>> Start Supplied records

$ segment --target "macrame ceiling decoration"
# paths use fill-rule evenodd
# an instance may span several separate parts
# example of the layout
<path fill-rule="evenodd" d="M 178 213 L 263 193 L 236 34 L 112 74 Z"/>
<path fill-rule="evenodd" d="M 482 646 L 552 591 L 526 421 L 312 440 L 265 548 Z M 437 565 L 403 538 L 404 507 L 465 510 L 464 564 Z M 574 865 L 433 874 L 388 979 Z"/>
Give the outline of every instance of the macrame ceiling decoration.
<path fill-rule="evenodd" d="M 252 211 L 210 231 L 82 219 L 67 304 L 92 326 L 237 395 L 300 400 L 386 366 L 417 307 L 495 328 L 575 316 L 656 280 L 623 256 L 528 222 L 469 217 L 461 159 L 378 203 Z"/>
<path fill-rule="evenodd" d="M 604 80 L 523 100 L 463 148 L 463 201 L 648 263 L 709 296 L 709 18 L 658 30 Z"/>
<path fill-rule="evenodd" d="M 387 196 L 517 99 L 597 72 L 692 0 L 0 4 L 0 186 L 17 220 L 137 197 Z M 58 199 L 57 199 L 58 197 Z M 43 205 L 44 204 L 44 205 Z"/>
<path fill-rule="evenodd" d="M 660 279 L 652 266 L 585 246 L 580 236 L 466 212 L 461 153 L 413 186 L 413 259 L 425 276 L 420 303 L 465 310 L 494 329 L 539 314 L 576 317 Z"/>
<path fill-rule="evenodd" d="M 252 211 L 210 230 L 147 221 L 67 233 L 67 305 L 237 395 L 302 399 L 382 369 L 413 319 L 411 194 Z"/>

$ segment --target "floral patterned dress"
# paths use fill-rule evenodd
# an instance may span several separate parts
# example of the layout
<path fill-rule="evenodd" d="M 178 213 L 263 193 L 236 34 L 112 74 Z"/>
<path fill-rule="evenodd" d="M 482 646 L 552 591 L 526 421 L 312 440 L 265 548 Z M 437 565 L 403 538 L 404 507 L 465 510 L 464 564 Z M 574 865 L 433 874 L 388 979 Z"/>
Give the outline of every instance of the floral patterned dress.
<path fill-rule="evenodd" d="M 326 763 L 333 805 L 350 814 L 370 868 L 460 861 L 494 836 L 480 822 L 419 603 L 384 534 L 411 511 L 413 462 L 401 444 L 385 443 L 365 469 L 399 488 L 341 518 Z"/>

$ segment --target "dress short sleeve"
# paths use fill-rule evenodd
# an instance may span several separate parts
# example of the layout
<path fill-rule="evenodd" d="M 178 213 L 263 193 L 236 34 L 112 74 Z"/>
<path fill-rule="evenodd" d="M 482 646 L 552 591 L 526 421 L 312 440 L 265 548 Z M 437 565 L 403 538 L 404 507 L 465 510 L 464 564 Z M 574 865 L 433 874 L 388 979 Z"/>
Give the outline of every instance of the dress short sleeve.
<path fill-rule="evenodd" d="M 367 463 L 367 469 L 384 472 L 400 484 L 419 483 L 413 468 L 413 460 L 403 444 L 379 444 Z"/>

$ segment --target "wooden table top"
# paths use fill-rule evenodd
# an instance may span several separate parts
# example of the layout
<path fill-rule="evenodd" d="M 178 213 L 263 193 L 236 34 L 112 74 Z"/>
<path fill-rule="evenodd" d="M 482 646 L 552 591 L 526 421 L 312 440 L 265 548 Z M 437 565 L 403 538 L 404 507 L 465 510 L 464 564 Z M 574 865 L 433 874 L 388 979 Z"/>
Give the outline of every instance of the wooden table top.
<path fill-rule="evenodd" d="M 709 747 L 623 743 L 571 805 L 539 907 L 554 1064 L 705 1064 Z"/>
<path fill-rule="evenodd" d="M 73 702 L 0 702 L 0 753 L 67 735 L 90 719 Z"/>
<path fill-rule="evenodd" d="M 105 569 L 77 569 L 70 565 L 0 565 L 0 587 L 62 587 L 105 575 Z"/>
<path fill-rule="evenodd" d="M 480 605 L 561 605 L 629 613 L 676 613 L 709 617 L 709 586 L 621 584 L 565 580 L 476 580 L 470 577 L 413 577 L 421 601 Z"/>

>> End Supplied records

#### Requirements
Transcribe all of the items above word for word, line by line.

#### The result
$ segment --target "macrame ceiling decoration"
# paths use fill-rule evenodd
# an instance may span several separate parts
# example of the layout
<path fill-rule="evenodd" d="M 178 213 L 263 193 L 236 34 L 112 74 Z"/>
<path fill-rule="evenodd" d="M 482 646 L 552 591 L 526 421 L 312 440 L 265 548 Z M 437 565 L 403 538 L 404 507 L 465 510 L 464 564 Z M 574 865 L 433 874 L 388 979 Z"/>
Give the outline of every instance of the macrame ceiling decoration.
<path fill-rule="evenodd" d="M 252 211 L 210 231 L 82 219 L 67 304 L 92 326 L 237 395 L 300 400 L 386 366 L 417 307 L 495 328 L 575 316 L 656 280 L 623 256 L 528 222 L 469 217 L 461 159 L 378 203 Z"/>
<path fill-rule="evenodd" d="M 604 80 L 523 100 L 463 148 L 463 201 L 648 263 L 709 296 L 709 18 L 658 30 Z"/>
<path fill-rule="evenodd" d="M 387 196 L 517 99 L 597 72 L 692 0 L 0 4 L 0 186 L 17 220 L 137 197 Z M 58 199 L 57 199 L 58 197 Z M 43 205 L 44 204 L 44 205 Z"/>
<path fill-rule="evenodd" d="M 660 279 L 652 266 L 585 246 L 580 236 L 466 212 L 461 153 L 413 186 L 413 259 L 425 276 L 420 303 L 465 310 L 494 329 L 539 314 L 576 317 Z"/>
<path fill-rule="evenodd" d="M 252 211 L 210 230 L 147 221 L 67 233 L 67 305 L 237 395 L 302 399 L 382 369 L 413 319 L 411 194 Z"/>

$ segment --target "floral patterned dress"
# paths use fill-rule evenodd
# an instance may span several separate parts
# example of the layout
<path fill-rule="evenodd" d="M 178 213 L 263 193 L 236 34 L 112 74 Z"/>
<path fill-rule="evenodd" d="M 482 646 L 552 591 L 526 421 L 312 440 L 265 548 Z M 437 565 L 403 538 L 404 507 L 465 510 L 464 564 Z M 574 865 L 433 874 L 388 979 Z"/>
Give the outline of every instance of the floral patterned dress.
<path fill-rule="evenodd" d="M 326 763 L 333 805 L 350 814 L 370 868 L 460 861 L 494 836 L 480 822 L 419 603 L 384 534 L 411 511 L 413 462 L 401 444 L 385 443 L 365 469 L 399 488 L 341 518 Z"/>

$ segment --target "dress short sleeve"
# paths use fill-rule evenodd
# an instance may span several separate parts
# example of the layout
<path fill-rule="evenodd" d="M 178 213 L 263 193 L 236 34 L 112 74 Z"/>
<path fill-rule="evenodd" d="M 482 646 L 552 591 L 526 421 L 312 440 L 265 548 Z M 437 565 L 403 538 L 404 507 L 465 510 L 464 564 Z M 574 865 L 433 874 L 388 979 Z"/>
Give the outline of every instance of the dress short sleeve.
<path fill-rule="evenodd" d="M 367 463 L 367 469 L 384 472 L 400 484 L 419 483 L 413 468 L 413 460 L 403 444 L 379 444 Z"/>

$ segment --target "wooden table top"
# paths use fill-rule evenodd
# an instance may span several separate parts
# example of the layout
<path fill-rule="evenodd" d="M 178 213 L 263 193 L 236 34 L 112 74 Z"/>
<path fill-rule="evenodd" d="M 482 646 L 552 591 L 526 421 L 312 440 L 265 548 Z M 437 565 L 403 538 L 404 507 L 465 510 L 464 564 Z M 574 865 L 433 874 L 388 979 Z"/>
Give the outline of every instance of the wooden table top.
<path fill-rule="evenodd" d="M 709 747 L 623 743 L 571 805 L 539 907 L 554 1064 L 705 1064 Z"/>
<path fill-rule="evenodd" d="M 73 702 L 0 702 L 0 753 L 67 735 L 90 719 Z"/>
<path fill-rule="evenodd" d="M 105 569 L 77 569 L 70 565 L 0 565 L 0 587 L 62 587 L 105 575 Z"/>
<path fill-rule="evenodd" d="M 480 605 L 561 605 L 629 613 L 676 613 L 709 617 L 709 586 L 621 584 L 565 580 L 476 580 L 470 577 L 413 577 L 421 601 Z"/>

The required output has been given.